**EXERCISE OBJECTIVE:** Transcribe exactly, and only, the lines from the one containing "Where can you find the window pane" through the end of the material.

**WORKING DATA:**
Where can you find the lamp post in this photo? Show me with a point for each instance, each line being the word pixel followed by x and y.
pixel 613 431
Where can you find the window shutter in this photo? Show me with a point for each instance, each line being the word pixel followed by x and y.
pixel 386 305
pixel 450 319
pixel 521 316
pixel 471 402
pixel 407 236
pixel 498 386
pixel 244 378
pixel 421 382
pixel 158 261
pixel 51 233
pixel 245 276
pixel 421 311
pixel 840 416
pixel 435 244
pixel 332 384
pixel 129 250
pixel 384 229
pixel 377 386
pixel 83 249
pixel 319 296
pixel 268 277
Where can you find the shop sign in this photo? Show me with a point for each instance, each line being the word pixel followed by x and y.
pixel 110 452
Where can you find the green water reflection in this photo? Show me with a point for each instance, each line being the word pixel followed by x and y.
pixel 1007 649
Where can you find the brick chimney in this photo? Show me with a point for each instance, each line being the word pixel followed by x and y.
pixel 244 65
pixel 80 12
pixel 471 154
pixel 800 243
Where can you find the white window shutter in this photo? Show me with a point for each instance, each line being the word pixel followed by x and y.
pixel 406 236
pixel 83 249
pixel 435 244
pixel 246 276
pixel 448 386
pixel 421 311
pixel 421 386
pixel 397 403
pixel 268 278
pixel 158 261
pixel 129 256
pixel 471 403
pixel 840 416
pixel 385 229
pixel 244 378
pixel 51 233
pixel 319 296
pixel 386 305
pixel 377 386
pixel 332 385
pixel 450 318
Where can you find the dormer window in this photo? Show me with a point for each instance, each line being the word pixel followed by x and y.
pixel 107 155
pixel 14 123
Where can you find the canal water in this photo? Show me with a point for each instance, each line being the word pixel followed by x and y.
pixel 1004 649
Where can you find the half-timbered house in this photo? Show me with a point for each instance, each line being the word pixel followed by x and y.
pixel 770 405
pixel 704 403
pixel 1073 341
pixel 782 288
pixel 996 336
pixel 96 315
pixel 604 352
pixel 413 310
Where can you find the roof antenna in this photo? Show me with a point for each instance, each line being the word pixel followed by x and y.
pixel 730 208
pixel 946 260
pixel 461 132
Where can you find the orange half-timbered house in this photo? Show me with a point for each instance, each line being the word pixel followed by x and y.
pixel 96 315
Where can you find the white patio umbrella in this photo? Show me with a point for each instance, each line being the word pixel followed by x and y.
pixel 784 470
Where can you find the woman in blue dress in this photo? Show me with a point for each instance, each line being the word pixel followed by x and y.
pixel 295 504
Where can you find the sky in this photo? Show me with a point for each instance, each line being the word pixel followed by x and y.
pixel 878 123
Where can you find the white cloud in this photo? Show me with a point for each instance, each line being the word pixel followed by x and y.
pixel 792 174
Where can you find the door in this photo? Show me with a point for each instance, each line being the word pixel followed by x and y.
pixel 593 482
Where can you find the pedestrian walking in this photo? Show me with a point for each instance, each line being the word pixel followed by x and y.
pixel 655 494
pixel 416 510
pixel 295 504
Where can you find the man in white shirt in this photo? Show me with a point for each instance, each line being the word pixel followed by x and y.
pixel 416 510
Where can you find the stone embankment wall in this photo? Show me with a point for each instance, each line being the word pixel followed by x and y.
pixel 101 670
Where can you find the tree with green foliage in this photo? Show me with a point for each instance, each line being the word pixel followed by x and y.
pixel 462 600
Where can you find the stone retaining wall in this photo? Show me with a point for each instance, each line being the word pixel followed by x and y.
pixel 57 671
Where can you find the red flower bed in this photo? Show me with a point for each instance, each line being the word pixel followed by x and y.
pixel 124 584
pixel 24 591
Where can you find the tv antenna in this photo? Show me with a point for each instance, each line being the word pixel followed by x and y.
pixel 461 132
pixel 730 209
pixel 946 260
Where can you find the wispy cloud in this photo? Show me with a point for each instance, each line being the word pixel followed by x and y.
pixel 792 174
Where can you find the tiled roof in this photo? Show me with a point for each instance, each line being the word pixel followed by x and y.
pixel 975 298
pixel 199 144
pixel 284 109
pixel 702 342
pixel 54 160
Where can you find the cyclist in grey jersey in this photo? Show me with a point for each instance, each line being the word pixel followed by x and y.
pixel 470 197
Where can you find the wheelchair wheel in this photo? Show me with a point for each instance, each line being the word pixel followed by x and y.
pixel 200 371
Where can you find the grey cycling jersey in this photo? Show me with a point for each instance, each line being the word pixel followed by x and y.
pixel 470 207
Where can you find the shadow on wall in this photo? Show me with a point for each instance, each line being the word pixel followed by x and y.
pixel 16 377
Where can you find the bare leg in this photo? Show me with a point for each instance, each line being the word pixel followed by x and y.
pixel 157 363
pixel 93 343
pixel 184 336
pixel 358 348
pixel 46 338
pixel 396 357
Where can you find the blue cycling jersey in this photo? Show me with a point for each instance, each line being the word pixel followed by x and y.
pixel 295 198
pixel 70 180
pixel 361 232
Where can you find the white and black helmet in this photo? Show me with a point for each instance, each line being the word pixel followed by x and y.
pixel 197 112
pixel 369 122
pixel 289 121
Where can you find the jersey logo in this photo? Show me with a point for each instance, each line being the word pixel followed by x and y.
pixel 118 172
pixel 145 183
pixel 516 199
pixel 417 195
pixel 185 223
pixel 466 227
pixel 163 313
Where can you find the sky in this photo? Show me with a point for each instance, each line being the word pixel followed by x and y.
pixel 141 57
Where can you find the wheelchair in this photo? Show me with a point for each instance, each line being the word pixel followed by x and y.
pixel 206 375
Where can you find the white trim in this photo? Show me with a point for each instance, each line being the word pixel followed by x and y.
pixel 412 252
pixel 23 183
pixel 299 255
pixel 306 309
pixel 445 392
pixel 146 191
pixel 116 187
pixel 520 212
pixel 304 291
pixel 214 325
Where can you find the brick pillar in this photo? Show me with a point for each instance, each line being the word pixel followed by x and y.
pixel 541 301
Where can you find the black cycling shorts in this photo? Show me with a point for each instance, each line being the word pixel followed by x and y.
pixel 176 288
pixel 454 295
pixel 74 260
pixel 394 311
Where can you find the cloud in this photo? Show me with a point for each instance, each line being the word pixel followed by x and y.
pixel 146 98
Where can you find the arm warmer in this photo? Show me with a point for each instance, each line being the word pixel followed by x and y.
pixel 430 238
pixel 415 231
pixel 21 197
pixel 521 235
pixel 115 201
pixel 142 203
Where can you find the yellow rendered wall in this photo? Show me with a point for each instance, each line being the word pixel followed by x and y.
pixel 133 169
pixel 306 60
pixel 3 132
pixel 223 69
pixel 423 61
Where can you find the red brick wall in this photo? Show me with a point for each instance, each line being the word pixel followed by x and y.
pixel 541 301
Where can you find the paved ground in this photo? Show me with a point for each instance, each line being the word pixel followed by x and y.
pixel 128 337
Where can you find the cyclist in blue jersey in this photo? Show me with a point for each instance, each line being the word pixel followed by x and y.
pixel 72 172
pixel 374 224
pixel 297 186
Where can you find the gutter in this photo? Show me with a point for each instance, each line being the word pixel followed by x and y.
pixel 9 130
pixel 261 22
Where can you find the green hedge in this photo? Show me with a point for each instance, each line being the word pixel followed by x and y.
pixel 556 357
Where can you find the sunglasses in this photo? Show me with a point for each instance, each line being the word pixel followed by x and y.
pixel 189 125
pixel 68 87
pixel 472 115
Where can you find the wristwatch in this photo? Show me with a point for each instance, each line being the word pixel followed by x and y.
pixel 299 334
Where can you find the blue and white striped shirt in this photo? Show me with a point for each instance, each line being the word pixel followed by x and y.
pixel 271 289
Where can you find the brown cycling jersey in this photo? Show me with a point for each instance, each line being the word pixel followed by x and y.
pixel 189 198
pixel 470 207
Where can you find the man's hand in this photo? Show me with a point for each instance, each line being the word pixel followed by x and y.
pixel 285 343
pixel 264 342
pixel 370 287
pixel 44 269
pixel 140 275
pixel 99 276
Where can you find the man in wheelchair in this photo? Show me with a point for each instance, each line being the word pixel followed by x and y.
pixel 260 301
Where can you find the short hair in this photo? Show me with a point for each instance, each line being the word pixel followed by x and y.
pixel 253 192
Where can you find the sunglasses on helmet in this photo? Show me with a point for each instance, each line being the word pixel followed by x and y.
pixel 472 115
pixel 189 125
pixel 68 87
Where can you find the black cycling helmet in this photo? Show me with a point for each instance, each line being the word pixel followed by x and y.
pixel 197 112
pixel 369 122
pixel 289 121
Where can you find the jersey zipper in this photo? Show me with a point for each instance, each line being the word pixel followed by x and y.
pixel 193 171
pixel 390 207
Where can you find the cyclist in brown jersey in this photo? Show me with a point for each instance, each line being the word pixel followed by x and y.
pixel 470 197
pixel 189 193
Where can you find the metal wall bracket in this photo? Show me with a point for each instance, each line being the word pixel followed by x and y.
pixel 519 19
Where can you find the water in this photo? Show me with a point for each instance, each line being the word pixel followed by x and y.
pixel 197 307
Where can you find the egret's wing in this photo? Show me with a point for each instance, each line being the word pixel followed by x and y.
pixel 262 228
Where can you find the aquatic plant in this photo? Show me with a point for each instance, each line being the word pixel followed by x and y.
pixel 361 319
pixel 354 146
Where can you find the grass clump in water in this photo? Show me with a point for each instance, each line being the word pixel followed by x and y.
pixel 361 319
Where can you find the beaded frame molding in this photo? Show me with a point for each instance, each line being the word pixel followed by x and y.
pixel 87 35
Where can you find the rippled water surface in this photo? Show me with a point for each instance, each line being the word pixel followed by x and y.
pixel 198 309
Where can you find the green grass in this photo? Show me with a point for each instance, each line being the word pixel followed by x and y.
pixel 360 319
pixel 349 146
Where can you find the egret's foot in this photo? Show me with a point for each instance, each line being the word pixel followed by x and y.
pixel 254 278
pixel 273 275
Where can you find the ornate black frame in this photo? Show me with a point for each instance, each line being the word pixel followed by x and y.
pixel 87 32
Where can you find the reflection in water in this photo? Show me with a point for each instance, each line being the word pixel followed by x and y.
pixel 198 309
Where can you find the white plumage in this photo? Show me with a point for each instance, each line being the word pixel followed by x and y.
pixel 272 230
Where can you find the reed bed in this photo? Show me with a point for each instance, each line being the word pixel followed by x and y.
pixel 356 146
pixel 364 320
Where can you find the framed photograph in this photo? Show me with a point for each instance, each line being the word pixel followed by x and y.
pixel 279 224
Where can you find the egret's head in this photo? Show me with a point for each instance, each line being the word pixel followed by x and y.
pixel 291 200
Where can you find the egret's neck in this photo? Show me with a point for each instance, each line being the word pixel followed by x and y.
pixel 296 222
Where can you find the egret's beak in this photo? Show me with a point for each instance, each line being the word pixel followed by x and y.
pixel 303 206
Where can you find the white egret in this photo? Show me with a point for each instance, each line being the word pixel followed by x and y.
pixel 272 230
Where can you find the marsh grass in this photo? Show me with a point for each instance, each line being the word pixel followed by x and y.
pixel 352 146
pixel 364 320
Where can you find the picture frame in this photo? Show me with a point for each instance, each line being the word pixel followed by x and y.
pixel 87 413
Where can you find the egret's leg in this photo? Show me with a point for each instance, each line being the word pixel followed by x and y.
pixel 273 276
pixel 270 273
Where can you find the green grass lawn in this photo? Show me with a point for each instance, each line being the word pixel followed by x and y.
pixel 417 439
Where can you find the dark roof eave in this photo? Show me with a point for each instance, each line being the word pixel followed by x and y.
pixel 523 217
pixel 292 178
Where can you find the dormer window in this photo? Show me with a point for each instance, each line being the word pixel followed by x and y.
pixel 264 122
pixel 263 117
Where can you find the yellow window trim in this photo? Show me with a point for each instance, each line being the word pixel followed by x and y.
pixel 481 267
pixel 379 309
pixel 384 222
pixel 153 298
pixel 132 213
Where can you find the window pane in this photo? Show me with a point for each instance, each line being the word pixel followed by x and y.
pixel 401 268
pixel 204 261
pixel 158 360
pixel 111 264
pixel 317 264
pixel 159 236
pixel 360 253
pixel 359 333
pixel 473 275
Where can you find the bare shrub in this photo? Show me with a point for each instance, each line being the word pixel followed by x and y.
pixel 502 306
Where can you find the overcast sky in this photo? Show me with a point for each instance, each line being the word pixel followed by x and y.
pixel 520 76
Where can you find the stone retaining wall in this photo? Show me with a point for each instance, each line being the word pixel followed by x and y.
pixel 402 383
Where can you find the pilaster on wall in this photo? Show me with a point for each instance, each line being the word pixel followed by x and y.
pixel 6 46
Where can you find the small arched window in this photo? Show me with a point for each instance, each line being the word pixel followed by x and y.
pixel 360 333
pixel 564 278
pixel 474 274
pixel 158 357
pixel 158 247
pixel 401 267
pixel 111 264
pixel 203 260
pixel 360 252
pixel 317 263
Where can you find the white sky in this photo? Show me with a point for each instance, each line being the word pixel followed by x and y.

**WRITTEN ANSWER:**
Where can you find the window pane in this photo? Show me with a point for each instance, each line being the word pixel followed by x and y.
pixel 401 268
pixel 204 261
pixel 158 360
pixel 111 264
pixel 317 264
pixel 159 236
pixel 360 253
pixel 359 333
pixel 473 275
Where can you find the bare shrub in this photo? Show me with a point for each instance, each line being the word pixel followed by x and y.
pixel 502 306
Where can you find the overcast sky in this photo? Show me with a point for each instance, each line being the word pixel followed by x and y.
pixel 520 76
Where can you find the stone retaining wall in this photo? Show me with a point for each instance, each line being the word pixel followed by x and y.
pixel 402 383
Where can you find the pilaster on wall in this photo? Show me with a point for each instance, each line being the word pixel followed by x and y.
pixel 6 46
Where can you find the small arched window in this photo? Show me with a point for each instance, each line being the word pixel followed by x and y.
pixel 360 333
pixel 564 278
pixel 474 274
pixel 158 357
pixel 158 247
pixel 401 267
pixel 111 264
pixel 203 260
pixel 360 252
pixel 317 263
Where can you find the white sky in this photo? Show me with a point for each instance, each line being the word pixel followed by x and y.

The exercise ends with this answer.